§ **Written instruction 1**
In the net neutrality text, in what year did the FCC under Michael Powell classify cable modem service as an "information service"?
§ **Written instruction 2**
Revise the net neutrality text from the words "The superiority of" through the words "the developed world.", replacing "two choices" with "three choices".

* BEGIN Text *

Last year CNBC (2/12/16), another Comcast property, dropped even the pretense of objectivity and invited the CEO of AT&T, the third-largest ISP in America, to set viewers straight on net neutrality. “Not everybody knows all the nuances like you do,” Joe Kernen gushed, before asking Randall Stephenson, “What would help or hurt AT&T based on what’s in front of the court?”
Stephenson expressed optimism, in light of a Supreme Court decision to block the Obama administration’s climate-change regulations, that “the courts are pushing back on some of the regulatory overreach.” Petitioners for the plaintiff in that case, pending before the DC Circuit Court, include dozens of corporate industry associations and private-utility monopolies.
One year later, AT&T is set to buy what remains of Time Warner, giving it the kind of control over both the creation and delivery of online content to millions of Americans that worries those concerned about concentrated media power. Although a federal court recently upheld net neutrality regulation, no doubt Stephenson is encouraged by the new DOJ’s more permissive attitude toward corporate mergers (Bloomberg, 7/24/17).
MSNBC’s Velshi was more interested in downplaying the concern. “Even the internet providers say they’re OK with a light touch in regulation,” he explained, using language lifted from Pai’s speech on rolling back net neutrality rules. “Their argument is that this entire internet has grown with relatively light-touch regulation, why do you want to throw more on it?”
The claim that the internet developed as a result of “light-touch regulation” is central to Pai’s argument against net neutrality—and it’s utterly false. In fact, the internet was first introduced to Americans via dial-up connections transmitted over phone lines already subject to common carriage regulation. Because phone companies, as regulated utilities, were required to treat all transmissions over their lines equally, scores of ISPs were able to offer services across the country, and robust competition ensued.
The sea change came with the development of broadband and the two competing technologies that facilitate it: DSL and cable. While DSL (transmitted over phone lines) had been subject to common carriage, in 2002 the FCC under Michael Powell made a fateful decision to classify cable modem service as an “information service” rather than a “telecommunications service,” thereby greatly weakening its regulatory authority. The Supreme Court later deferred to the FCC’s interpretation of these concepts in its 2005 Brand X decision.
The superiority of cable for transmitting high-bandwidth content, the rapid consolidation of the ISP market over the last three decades, and the latter-day “light-touch” regulatory approach in Washington have all contributed to the present situation in which, according to the current FCC’s own assessment, 90 percent of Americans have at most two choices for high-speed internet. Where we do have access, our options are slower and more expensive than in much of the developed world.

* END Text *
* BEGIN Extracted data *

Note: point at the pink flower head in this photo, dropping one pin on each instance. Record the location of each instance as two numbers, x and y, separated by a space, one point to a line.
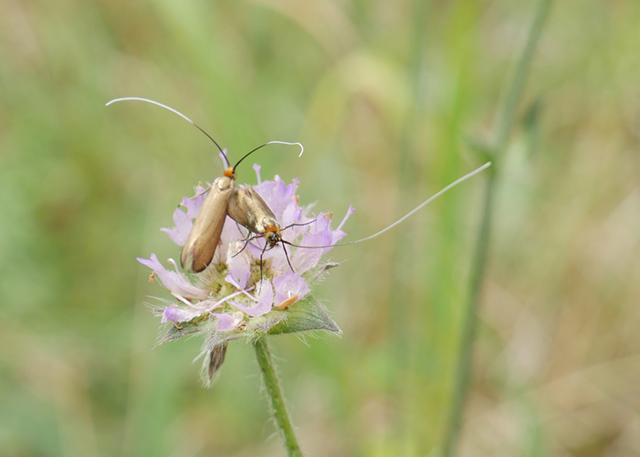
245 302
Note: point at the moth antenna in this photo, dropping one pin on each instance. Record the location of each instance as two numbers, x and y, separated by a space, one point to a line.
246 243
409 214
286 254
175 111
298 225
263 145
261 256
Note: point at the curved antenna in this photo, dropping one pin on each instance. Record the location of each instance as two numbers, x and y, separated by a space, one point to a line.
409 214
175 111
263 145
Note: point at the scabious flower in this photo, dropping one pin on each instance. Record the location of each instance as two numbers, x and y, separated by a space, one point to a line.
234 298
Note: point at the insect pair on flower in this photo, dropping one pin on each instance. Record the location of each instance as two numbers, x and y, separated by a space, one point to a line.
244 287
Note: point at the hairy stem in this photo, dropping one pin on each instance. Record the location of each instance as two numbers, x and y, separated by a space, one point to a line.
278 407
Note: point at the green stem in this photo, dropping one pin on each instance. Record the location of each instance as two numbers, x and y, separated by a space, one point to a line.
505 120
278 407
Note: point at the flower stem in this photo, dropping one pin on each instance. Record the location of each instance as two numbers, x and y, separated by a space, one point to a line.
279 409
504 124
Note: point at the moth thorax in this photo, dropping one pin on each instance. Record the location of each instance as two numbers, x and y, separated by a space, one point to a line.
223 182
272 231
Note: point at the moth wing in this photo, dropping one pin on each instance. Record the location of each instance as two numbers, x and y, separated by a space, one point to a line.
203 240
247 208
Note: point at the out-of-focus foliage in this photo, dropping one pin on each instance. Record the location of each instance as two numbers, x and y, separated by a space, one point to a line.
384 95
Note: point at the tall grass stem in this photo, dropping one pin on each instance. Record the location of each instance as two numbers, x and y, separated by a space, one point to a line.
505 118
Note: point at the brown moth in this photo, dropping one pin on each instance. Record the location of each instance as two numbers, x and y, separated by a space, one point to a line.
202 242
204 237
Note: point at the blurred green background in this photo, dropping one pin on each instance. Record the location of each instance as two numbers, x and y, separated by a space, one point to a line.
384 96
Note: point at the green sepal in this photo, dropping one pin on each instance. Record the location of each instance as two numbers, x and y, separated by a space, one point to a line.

* END Extracted data *
* BEGIN Extracted data *

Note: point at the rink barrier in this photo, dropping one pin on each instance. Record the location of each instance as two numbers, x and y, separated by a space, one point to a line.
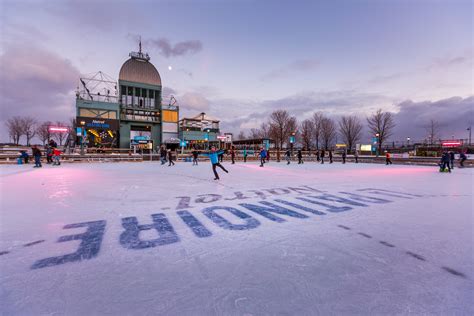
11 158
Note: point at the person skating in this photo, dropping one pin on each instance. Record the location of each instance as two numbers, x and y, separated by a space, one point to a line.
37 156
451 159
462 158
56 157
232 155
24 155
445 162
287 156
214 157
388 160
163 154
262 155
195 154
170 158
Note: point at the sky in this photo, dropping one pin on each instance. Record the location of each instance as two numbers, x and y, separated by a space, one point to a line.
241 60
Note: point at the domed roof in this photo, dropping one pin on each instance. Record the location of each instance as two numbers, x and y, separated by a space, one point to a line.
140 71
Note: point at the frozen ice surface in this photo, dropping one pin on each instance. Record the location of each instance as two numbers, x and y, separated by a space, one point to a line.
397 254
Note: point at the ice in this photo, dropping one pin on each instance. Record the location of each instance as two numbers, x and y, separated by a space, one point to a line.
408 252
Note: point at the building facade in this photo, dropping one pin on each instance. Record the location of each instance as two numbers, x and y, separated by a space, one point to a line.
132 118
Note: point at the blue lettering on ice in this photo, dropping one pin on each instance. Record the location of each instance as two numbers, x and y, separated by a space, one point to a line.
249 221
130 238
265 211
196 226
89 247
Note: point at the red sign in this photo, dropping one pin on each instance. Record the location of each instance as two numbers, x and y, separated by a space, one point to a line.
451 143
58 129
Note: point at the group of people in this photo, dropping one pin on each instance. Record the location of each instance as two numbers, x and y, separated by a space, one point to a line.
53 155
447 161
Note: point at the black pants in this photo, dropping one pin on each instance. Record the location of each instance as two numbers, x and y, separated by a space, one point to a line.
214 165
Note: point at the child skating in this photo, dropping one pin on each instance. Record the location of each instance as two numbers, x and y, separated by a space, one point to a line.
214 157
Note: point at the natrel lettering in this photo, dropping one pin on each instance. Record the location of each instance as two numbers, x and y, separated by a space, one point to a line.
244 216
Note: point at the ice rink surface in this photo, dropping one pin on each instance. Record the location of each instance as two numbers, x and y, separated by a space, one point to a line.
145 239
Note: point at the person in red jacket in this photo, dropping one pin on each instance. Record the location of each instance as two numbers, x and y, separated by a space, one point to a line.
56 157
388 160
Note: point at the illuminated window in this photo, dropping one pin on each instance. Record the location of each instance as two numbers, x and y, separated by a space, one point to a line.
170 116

* END Extracted data *
* BEGIN Extracted data *

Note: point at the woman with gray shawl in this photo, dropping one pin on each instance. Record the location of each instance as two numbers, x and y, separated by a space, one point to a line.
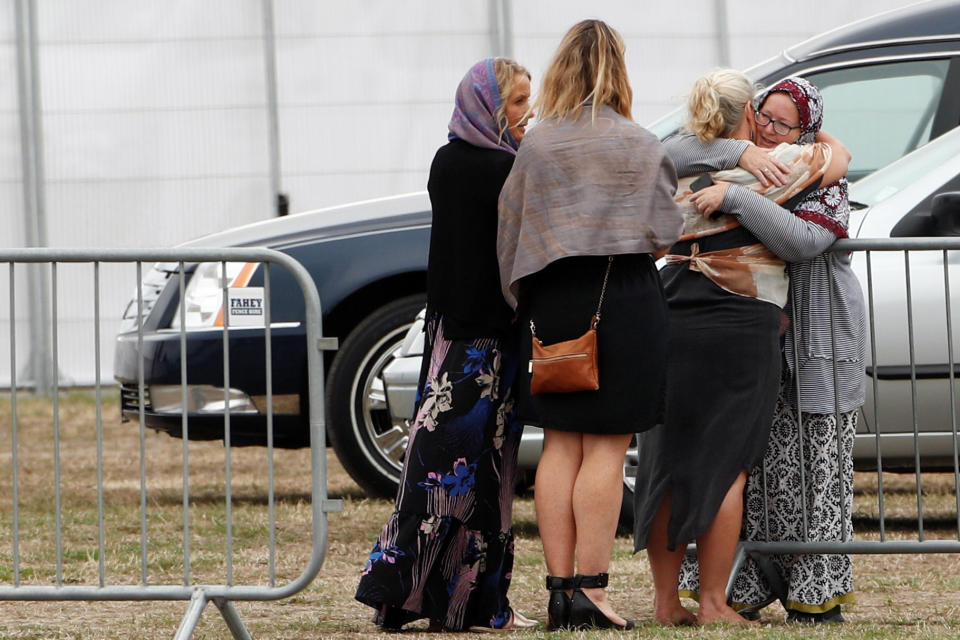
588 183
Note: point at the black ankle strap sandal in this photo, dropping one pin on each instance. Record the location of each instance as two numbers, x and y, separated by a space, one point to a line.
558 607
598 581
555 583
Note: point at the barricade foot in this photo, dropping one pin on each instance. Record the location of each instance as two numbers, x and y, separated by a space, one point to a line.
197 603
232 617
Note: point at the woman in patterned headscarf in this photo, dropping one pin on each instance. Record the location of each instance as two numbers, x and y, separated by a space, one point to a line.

* END Extracted data *

§ **Reply 1**
2002

§ **Reply 2**
The superiority of cable for transmitting high-bandwidth content, the rapid consolidation of the ISP market over the last three decades, and the latter-day “light-touch” regulatory approach in Washington have all contributed to the present situation in which, according to the current FCC’s own assessment, 90 percent of Americans have at most three choices for high-speed internet. Where we do have access, our options are slower and more expensive than in much of the developed world.